* begin EXERCISE MATERIALS *

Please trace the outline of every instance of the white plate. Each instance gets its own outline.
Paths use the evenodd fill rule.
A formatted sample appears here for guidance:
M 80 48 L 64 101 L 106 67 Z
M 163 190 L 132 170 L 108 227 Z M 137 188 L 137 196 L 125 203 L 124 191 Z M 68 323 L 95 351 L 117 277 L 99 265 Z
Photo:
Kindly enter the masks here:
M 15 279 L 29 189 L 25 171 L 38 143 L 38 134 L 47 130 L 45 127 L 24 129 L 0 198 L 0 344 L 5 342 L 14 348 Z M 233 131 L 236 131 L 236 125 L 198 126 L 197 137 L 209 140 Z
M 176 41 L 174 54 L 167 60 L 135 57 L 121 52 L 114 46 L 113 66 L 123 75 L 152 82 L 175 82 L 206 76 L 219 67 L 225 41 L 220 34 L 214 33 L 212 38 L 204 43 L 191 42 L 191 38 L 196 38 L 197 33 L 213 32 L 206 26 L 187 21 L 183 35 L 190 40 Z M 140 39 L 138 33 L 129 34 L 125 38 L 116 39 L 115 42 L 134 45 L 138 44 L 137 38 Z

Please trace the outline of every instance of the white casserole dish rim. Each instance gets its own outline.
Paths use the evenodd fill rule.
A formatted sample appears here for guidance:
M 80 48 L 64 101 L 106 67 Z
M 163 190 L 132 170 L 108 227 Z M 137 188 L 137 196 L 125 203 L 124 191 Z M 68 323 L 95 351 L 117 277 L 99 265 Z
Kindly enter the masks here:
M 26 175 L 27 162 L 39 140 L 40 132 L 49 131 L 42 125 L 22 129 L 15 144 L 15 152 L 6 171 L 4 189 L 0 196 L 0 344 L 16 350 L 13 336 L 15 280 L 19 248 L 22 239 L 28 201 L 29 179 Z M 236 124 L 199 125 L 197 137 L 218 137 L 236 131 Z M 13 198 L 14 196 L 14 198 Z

* end EXERCISE MATERIALS *

Can you restate the items from the line containing "rim. Each instance gets its own outline." through the end of the items, substituting "example" for "sample" and changing nothing else?

* [RESULT]
Please trace the outline of every instance of the white casserole dish rim. Each instance gets its own outline.
Paths use the evenodd fill rule.
A formatted example appears here for guidance:
M 80 48 L 64 101 L 106 67 Z
M 163 190 L 132 170 L 108 227 Z M 137 188 L 137 196 L 125 203 L 124 191 Z M 68 323 L 95 351 L 117 277 L 99 265 Z
Kindly enter the masks here:
M 26 175 L 27 162 L 39 140 L 40 132 L 49 131 L 42 125 L 22 129 L 15 144 L 15 152 L 6 171 L 4 189 L 0 196 L 0 344 L 16 350 L 13 336 L 15 280 L 19 248 L 22 239 L 28 201 L 29 179 Z M 236 124 L 199 125 L 197 137 L 218 137 L 236 131 Z M 13 198 L 14 196 L 14 198 Z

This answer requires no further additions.